• _EXERCISE DETAILS_:
Among the records below, one line contains "of bird's foot."; copy that line and all that follow it, exactly as written.

• _WORKING DATA_:
----------

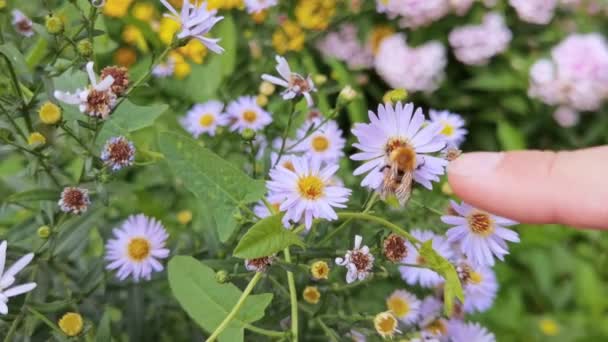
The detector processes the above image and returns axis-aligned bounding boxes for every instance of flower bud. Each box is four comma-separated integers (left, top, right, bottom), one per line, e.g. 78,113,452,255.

45,14,64,34
177,210,192,225
256,94,268,107
77,40,93,57
27,132,46,147
241,128,256,142
215,270,229,283
338,85,357,105
38,102,62,124
259,81,275,96
313,74,327,85
58,312,84,337
383,88,408,104
37,225,51,239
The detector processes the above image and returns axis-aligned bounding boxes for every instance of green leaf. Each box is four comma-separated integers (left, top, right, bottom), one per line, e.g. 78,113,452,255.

465,71,523,91
233,215,305,259
497,120,526,150
159,57,224,102
159,132,266,242
0,43,32,82
96,100,168,146
214,15,237,77
168,256,273,342
325,58,366,122
96,309,112,342
53,209,104,259
5,189,58,203
419,241,464,315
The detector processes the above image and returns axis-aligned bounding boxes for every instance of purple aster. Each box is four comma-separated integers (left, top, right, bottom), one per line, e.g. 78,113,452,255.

447,320,496,342
399,229,454,288
456,260,498,313
442,200,520,266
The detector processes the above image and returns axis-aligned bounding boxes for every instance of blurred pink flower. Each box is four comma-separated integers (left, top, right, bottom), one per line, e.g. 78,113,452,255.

509,0,558,24
449,13,512,66
316,24,373,70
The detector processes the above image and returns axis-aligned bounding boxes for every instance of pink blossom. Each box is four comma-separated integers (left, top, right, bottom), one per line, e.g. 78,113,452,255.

449,13,512,66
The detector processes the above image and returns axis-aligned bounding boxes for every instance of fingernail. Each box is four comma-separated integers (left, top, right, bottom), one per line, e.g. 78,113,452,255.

448,152,504,177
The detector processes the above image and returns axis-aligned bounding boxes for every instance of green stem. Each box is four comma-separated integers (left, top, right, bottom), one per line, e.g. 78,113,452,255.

318,193,378,246
60,122,97,157
4,141,61,187
206,272,263,342
244,324,286,338
409,198,445,216
336,212,421,244
0,103,28,141
315,318,339,342
272,101,295,169
283,248,299,342
0,53,26,106
26,307,64,335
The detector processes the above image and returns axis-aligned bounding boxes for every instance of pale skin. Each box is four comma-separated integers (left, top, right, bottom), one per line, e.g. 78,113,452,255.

447,146,608,229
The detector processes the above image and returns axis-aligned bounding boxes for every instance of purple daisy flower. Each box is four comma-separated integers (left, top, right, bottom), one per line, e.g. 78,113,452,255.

456,261,498,313
105,214,170,282
447,320,496,342
442,200,520,266
428,109,467,148
399,229,454,288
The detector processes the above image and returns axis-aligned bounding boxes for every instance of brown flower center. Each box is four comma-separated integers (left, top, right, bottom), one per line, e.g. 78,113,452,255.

383,234,407,263
351,250,372,272
467,211,495,236
63,188,86,208
107,139,132,164
289,74,311,92
101,66,130,95
17,20,32,32
86,89,113,118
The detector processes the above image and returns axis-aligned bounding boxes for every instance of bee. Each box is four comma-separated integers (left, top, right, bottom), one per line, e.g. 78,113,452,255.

380,144,419,205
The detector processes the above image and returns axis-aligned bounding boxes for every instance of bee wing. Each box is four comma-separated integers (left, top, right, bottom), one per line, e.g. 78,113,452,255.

395,171,413,205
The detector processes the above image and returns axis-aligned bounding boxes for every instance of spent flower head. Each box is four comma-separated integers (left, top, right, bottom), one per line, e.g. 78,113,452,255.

262,55,317,107
335,235,374,283
101,136,136,172
58,187,90,214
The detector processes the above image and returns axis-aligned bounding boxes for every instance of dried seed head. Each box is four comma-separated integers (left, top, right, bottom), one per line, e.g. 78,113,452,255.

101,66,130,95
86,88,116,119
58,187,90,214
101,136,135,171
245,256,274,272
350,250,373,272
383,234,407,263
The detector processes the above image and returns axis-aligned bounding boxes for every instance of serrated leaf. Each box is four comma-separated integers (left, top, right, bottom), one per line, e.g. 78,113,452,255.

234,215,305,259
5,189,58,203
159,132,266,242
419,241,464,315
96,100,168,146
168,256,273,342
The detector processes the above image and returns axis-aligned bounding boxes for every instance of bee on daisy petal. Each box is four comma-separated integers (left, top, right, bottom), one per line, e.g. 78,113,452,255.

180,101,229,138
335,235,374,283
351,102,447,205
398,230,453,288
105,214,170,282
227,96,272,133
262,55,317,107
442,200,520,266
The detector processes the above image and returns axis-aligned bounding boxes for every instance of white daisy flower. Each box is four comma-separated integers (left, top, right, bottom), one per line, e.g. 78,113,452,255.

105,214,170,282
245,0,278,13
399,230,454,288
442,200,520,266
428,110,467,147
0,241,36,315
386,289,421,325
335,235,374,283
226,96,272,133
180,100,229,138
266,156,351,229
262,55,317,107
54,62,117,119
292,118,345,163
456,261,498,313
11,10,34,37
160,0,224,53
351,102,447,205
447,320,496,342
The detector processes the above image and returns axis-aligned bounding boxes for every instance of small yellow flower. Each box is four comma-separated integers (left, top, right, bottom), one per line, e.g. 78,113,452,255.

272,20,305,55
177,40,208,64
383,89,408,104
159,17,181,46
122,25,148,52
374,311,399,339
28,132,46,146
295,0,336,31
256,95,268,107
310,261,330,280
539,318,559,336
259,81,275,96
38,102,62,124
313,74,328,85
170,52,192,79
114,47,137,67
177,210,193,225
303,286,321,304
103,0,134,18
58,312,84,337
132,2,157,21
369,26,395,55
207,0,244,10
0,0,6,10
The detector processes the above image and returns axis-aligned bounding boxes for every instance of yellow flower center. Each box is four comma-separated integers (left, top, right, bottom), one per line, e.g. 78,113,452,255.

387,296,410,318
374,312,398,337
297,176,324,200
467,212,495,236
177,210,193,225
39,102,62,124
441,122,455,136
469,271,483,284
28,132,46,146
128,238,151,261
199,113,215,127
311,135,330,152
243,110,258,123
303,286,321,304
311,261,329,279
427,319,448,336
58,312,84,337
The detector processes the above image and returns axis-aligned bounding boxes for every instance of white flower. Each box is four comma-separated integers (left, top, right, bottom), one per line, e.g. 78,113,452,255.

105,214,170,282
54,62,117,119
180,100,229,138
0,241,36,315
443,201,520,267
245,0,278,13
160,0,224,53
11,10,34,37
335,235,374,283
267,156,351,229
262,56,317,107
399,230,453,288
428,110,467,147
386,289,421,325
292,118,345,163
226,96,272,133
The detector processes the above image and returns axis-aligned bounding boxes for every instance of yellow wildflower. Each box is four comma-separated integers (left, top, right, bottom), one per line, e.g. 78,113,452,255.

295,0,336,31
539,318,560,336
177,39,208,64
170,52,192,79
310,261,330,280
272,20,305,54
114,47,137,67
207,0,244,10
302,286,321,304
58,312,84,337
28,132,46,146
122,25,148,52
38,102,62,124
374,312,399,339
159,17,181,46
103,0,134,18
177,210,193,225
132,2,157,22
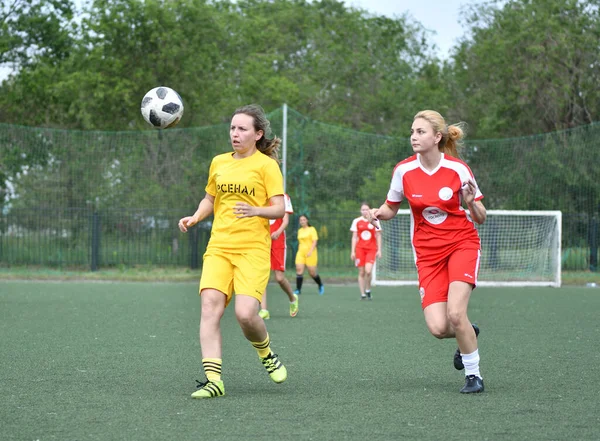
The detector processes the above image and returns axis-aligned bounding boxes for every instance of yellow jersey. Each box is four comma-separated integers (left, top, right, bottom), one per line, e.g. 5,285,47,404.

297,226,319,253
205,150,284,252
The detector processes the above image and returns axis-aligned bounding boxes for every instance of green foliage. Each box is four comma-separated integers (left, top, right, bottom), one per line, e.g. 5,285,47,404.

0,0,444,133
449,0,600,138
1,0,600,140
0,0,75,66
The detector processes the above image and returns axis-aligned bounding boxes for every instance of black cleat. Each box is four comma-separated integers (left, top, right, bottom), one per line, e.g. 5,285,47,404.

460,375,484,393
366,291,372,300
453,324,480,370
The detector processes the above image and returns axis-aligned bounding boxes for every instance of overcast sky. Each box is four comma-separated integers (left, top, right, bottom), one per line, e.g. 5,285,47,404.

345,0,484,57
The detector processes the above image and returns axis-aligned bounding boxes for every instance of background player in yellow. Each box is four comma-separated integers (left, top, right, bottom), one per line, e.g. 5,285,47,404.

178,104,288,399
259,193,299,320
294,214,324,295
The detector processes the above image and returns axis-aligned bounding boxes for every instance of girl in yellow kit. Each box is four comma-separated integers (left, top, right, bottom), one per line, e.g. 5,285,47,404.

178,104,287,399
294,214,325,295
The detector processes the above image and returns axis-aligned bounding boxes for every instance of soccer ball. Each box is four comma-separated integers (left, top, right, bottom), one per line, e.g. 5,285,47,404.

140,86,184,129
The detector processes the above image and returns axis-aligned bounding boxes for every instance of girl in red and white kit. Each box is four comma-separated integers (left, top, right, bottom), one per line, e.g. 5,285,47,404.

368,110,487,394
350,202,382,300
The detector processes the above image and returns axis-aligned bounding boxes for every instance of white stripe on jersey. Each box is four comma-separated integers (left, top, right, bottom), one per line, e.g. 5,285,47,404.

386,154,483,203
439,156,483,199
386,159,420,204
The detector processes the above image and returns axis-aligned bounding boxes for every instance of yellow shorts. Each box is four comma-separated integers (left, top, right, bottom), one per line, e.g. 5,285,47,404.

295,249,318,267
199,248,270,307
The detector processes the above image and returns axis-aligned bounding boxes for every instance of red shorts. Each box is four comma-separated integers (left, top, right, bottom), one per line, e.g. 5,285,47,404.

270,247,287,272
355,248,377,267
417,248,481,309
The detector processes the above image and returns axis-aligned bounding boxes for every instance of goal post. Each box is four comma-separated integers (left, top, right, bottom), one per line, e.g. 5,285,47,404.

372,210,562,288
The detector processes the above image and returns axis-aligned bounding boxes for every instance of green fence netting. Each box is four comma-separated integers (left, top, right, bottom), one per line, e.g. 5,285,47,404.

1,106,598,272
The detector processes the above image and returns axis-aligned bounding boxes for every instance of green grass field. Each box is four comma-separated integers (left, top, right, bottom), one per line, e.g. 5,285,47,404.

1,281,599,441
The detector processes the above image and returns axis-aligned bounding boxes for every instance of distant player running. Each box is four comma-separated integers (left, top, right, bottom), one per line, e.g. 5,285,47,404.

178,104,288,399
259,193,299,319
368,110,486,394
350,202,382,300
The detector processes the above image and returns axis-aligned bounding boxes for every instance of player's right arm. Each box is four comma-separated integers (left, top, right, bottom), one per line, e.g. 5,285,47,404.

369,202,400,226
272,212,289,240
178,193,215,232
370,162,404,225
350,231,358,260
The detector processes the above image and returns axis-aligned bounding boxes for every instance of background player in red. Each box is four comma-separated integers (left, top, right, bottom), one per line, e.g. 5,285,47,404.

259,194,299,319
350,202,382,300
368,110,487,394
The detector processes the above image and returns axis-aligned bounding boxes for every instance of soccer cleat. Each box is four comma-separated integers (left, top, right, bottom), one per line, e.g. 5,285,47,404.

360,295,367,300
258,309,270,320
454,324,480,370
366,291,372,300
191,379,225,399
293,289,301,295
460,375,484,393
290,294,299,317
260,352,287,383
319,285,325,295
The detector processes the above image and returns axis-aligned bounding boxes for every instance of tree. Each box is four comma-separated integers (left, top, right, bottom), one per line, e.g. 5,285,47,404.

0,0,75,67
0,0,441,134
449,0,600,138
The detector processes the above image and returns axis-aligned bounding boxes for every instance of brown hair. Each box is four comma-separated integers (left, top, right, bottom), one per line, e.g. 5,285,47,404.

232,104,281,162
414,110,466,158
298,214,312,227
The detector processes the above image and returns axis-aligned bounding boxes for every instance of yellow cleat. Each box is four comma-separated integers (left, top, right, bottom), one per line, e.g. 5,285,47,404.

191,380,225,399
290,294,299,317
260,353,287,383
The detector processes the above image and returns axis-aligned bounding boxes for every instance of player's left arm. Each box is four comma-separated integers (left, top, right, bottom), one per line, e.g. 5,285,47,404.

235,160,285,219
235,195,285,219
461,179,486,224
307,228,318,257
468,200,486,224
307,239,318,257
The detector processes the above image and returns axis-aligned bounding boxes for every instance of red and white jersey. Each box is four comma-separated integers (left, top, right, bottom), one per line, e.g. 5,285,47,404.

350,217,381,251
386,153,483,263
269,193,293,249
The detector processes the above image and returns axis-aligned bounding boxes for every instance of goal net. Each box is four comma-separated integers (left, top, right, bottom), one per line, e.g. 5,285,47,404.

373,210,562,287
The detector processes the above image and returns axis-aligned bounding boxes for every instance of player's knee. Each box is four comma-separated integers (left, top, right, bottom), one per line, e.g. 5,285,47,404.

234,308,255,327
429,329,446,339
200,295,225,319
201,307,223,321
427,323,450,339
446,310,468,331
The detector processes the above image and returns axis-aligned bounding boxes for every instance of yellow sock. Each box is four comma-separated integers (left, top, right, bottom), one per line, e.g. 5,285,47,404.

251,334,272,358
202,358,222,382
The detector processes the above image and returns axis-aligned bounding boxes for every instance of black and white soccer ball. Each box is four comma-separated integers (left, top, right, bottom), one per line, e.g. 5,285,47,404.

140,86,184,129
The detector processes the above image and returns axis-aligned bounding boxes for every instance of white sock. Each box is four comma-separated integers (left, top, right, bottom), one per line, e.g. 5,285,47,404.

461,349,482,379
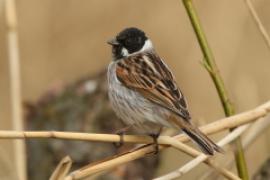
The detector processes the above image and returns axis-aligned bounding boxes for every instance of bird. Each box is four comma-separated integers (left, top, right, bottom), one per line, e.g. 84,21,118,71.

106,27,223,155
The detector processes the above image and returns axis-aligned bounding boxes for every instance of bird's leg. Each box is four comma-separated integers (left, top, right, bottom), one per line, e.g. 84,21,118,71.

149,127,163,154
113,125,132,148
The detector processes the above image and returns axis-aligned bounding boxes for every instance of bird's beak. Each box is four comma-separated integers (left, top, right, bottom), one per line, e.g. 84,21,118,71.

107,38,119,46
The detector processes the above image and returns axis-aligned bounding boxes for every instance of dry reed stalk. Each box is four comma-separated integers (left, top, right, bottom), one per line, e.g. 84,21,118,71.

154,138,239,179
199,116,270,180
5,0,26,179
63,101,270,179
155,124,250,180
0,100,269,143
50,156,72,180
0,101,268,179
243,0,270,50
242,116,270,147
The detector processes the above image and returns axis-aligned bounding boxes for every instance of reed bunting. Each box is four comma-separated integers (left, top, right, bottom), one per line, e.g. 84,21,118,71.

107,27,222,155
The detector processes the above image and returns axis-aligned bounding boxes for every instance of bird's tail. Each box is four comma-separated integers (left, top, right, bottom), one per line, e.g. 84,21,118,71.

182,124,224,155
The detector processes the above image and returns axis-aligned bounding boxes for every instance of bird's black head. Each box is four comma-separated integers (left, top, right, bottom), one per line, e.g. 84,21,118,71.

108,27,151,60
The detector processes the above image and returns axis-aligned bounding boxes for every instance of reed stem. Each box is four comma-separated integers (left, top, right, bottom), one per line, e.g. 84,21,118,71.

182,0,249,179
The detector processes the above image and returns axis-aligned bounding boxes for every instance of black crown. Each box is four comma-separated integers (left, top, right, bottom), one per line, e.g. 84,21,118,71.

116,27,148,54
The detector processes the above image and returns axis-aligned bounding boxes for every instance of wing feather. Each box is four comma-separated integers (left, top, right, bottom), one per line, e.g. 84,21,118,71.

116,52,191,120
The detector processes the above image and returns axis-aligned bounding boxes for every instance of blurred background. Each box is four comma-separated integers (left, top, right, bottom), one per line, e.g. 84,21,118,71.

0,0,270,179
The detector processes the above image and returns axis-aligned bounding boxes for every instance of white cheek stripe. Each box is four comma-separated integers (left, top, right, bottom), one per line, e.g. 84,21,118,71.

139,39,153,52
121,47,129,56
121,39,154,57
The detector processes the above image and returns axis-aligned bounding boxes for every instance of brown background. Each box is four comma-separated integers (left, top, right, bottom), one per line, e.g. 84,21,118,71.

0,0,270,179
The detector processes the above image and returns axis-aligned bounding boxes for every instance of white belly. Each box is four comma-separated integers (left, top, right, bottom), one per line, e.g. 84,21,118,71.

107,62,172,132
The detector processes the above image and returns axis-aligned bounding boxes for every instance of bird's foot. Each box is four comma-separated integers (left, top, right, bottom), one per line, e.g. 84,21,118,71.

113,126,131,148
113,131,124,148
149,133,160,154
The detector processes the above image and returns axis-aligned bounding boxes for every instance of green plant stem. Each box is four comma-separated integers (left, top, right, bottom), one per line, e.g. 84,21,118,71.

182,0,249,179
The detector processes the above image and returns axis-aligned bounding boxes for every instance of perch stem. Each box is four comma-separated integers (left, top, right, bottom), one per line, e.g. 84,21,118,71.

0,100,269,143
182,0,248,179
64,101,270,179
155,124,250,180
0,100,268,179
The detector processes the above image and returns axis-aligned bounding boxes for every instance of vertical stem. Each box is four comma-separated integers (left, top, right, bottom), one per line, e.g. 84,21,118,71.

182,0,249,179
5,0,26,179
243,0,270,51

----------

• _SOLUTION FOR THIS TASK_:
The detector processes the above image and returns axis-aligned bounding boxes for every instance of bird's foot. Each box is four comma-separated integers (left, top, right, bottom), one per line, e.g. 84,21,118,71.

113,126,131,148
113,131,124,148
149,133,160,154
The detector processes the above image and returns axis-aligned bounding boxes for every instance of green plant stem. Each box is four comma-separated integers (left, top, right, bottom), one per line, e.g. 84,21,118,71.

182,0,249,179
The detector processes the above image and returns axis-aligned bounding boxes for every instance of perch stem. Each box is four comma-separated integers (left, top, right, bottom), one per line, e.g. 84,21,118,71.

0,100,269,143
182,0,248,179
64,101,270,179
155,124,250,180
0,100,268,179
The detector processes the above image and returns axis-aligned bounding boxes for every instance of vertical stem. Each box is four comma-separated integers (left, top, right, bottom), one per line, e.g. 84,21,118,71.

182,0,249,179
5,0,26,179
243,0,270,51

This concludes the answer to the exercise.